▶ THE TASKS:
(A) Decide whether each statement below agrees with the page on the pg_get_publication_tables race condition: (i) the first call builds the OID list while holding locks on the target relations; (ii) the regression was traced to a commit made in PG16; (iii) the v1 patch skipped a row by using an SRF_* macro. Answer each with yes or no and quote the deciding words of the page.
(B) Extend the page on the pg_get_publication_tables race condition, picking up right after its final sentence.

▶ SELECTED EXCERPT:
Fix race condition in pg_get_publication_tables with concurrent DROP TABLE

First seen: 2026-04-22 19:31:18+00:00 · Messages: 25 · Participants: 5

Latest Update

2026-05-06 · opus 4.7

Race Condition in pg_get_publication_tables with Concurrent DROP TABLE

The Core Problem

pg_get_publication_tables() is a set-returning function (SRF) that backs the pg_publication_tables system view and, critically, is consumed by logical replication tablesync workers to decide which relations to synchronize. It is implemented in the classic value-per-call SRF style: on the first call (SRF_IS_FIRSTCALL) it materializes a List *table_infos of table OIDs into funcctx->user_fctx; on each subsequent call it pulls the next OID out of the list and constructs a row.

The race window is structural:

  1. First call: The list of OIDs is built by walking pg_publication/pg_publication_rel (and, for FOR ALL TABLES, scanning pg_class) without holding locks on the target relations. This is deliberate — taking AccessShareLock on potentially thousands of tables just to report metadata would be prohibitively expensive and would block DDL.
  2. Subsequent calls: For each OID, when no explicit column list is published, the code calls table_open(relid, AccessShareLock) in order to enumerate publishable columns via RelationGetDescr(rel) and emit them as an int2vector in the attrs output column.

If a DROP TABLE commits between step 1 and step 2, table_open() raises ERROR: could not open relation with OID nnnnn. In workloads with churny schemas or FOR ALL TABLES publications, this turns a simple SELECT * FROM pg_publication_tables — and worse, internal tablesync queries — into an unreliable operation.

Bharath's archaeology pinpointed the regression to commit b7ae03953690 (PG16, "Ignore dropped and generated columns from the column list"), which introduced the table_open() in this path. PG15 and earlier used only get_rel_namespace() and syscache lookups, both of which tolerate missing relations by returning InvalidOid/false. Hence the fix is PG16+ only.

Design Decisions and Tradeoffs

Decision 1: Skip vs. error

All reviewers quickly converged that the correct semantics are skip silently. The function returns a point-in-time snapshot; tables created after the first call are already not reported, so symmetrically not reporting tables dropped after the first call is consistent. Callers (including the view definition itself) already JOIN pg_class and thus naturally filter stale OIDs. This is the standard MVCC-ish "best effort enumeration" contract shared by many catalog-reporting SRFs.

Decision 2: How to skip an SRF row cleanly

The v1 patch manually did funcctx->call_cntr++; continue; to advance the SRF without emitting a tuple. Shveta flagged this as an API abuse — SRF internals should only be mutated through SRF_* macros, and the only precedent in the tree (hstore_svals) literally has a comment "ugly ugly ugly. why no macro for this?".

▶ DATASET EXTRACT:

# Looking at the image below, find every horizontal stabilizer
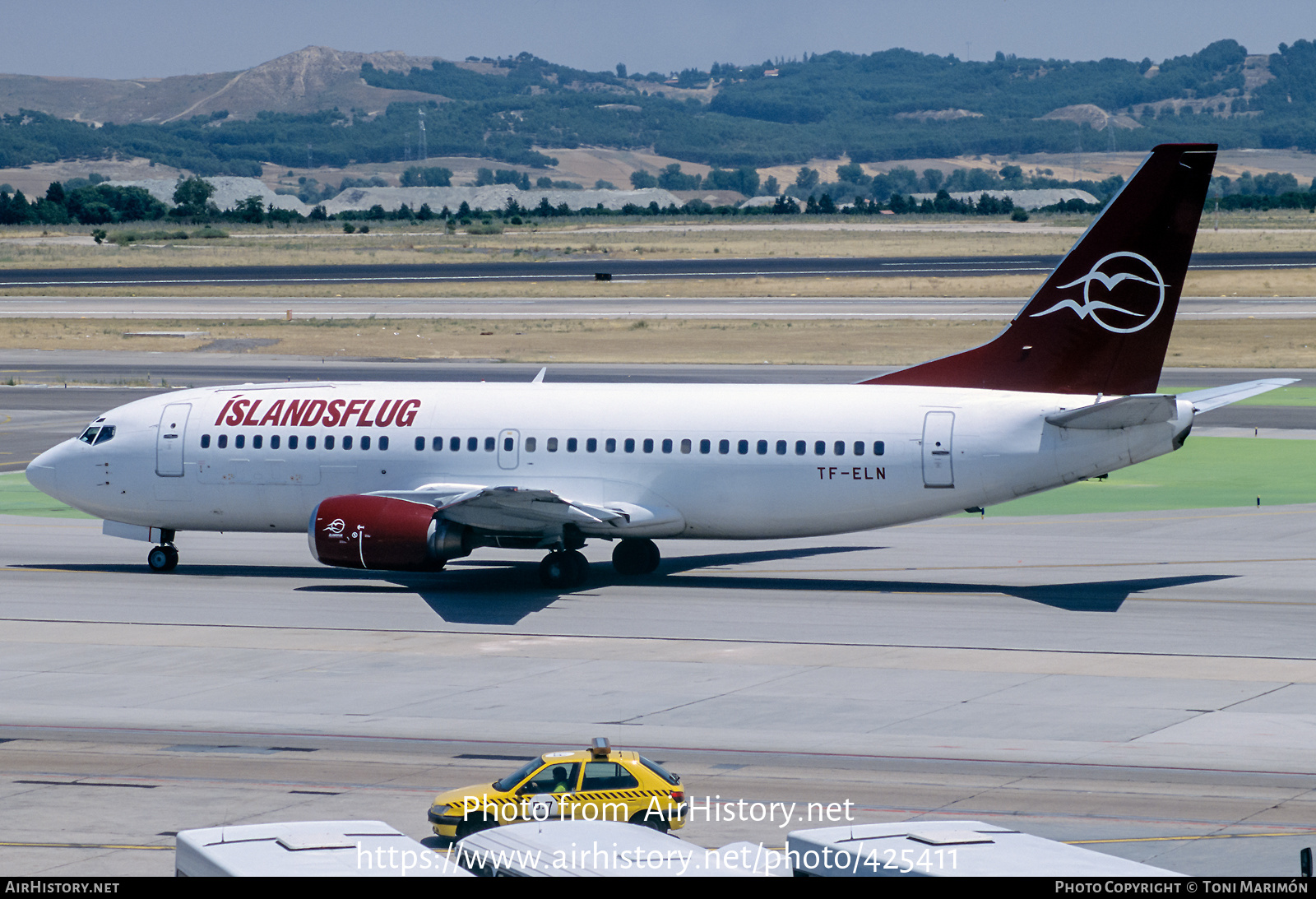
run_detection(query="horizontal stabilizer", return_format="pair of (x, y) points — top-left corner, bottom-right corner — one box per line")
(1046, 393), (1178, 430)
(1179, 378), (1299, 412)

▶ WRITTEN RESPONSES:
(A)
(i) No: "without holding locks on the target relations."
(ii) Yes: "pinpointed the regression to commit b7ae03953690 (PG16"
(iii) No: "The v1 patch manually did funcctx->call_cntr++; continue; to advance the SRF without emitting a tuple."

(B)
Bertrand proposed the accepted alternative: store both the List and a private curr_idx inside a small state struct attached to funcctx->user_fctx (mirroring pg_timezone_abbrevs_zone()). This decouples "which row to emit next" from the SRF machinery's call_cntr, so continue in a skip path is trivially correct. Bertrand further refined this by suggesting the curr_idx++ be placed immediately after list_nth(), before any skip checks, so future skip conditions cannot accidentally create an infinite loop.

Bharath considered and rejected converting the function to a materialized SRF (InitMaterializedSRF + tuplestore_putvalues). That would eliminate the per-call state problem entirely but balloons the diff, and — importantly for backpatching — the materialization helper APIs differ across PG14/15/16+, complicating back-branch patches.

Decision 3: Partial fix concern (column-list path)

Evan Li raised a substantive objection: try_table_open() is only invoked in the no column list branch. If a publication row specifies an explicit column list, the function reads columns from pg_publication_rel without ever opening the relation — so it could still emit rows for a concurrently dropped table.

Bharath and Shveta's rebuttal is architecturally correct and worth unpacking:

Evan accepted this ("Fair") but usefully pointed out that the existing comment /* Skip if the relation has been dropped */ is misleading because the actual check is on schemaid. Shveta's reformulation makes the intent explicit:

/*
 * get_rel_namespace() returns InvalidOid if the relation no longer exists
 * (e.g., dropped concurrently). Skip such entries.
 */
if (!OidIsValid(schemaid = get_rel_namespace(relid)))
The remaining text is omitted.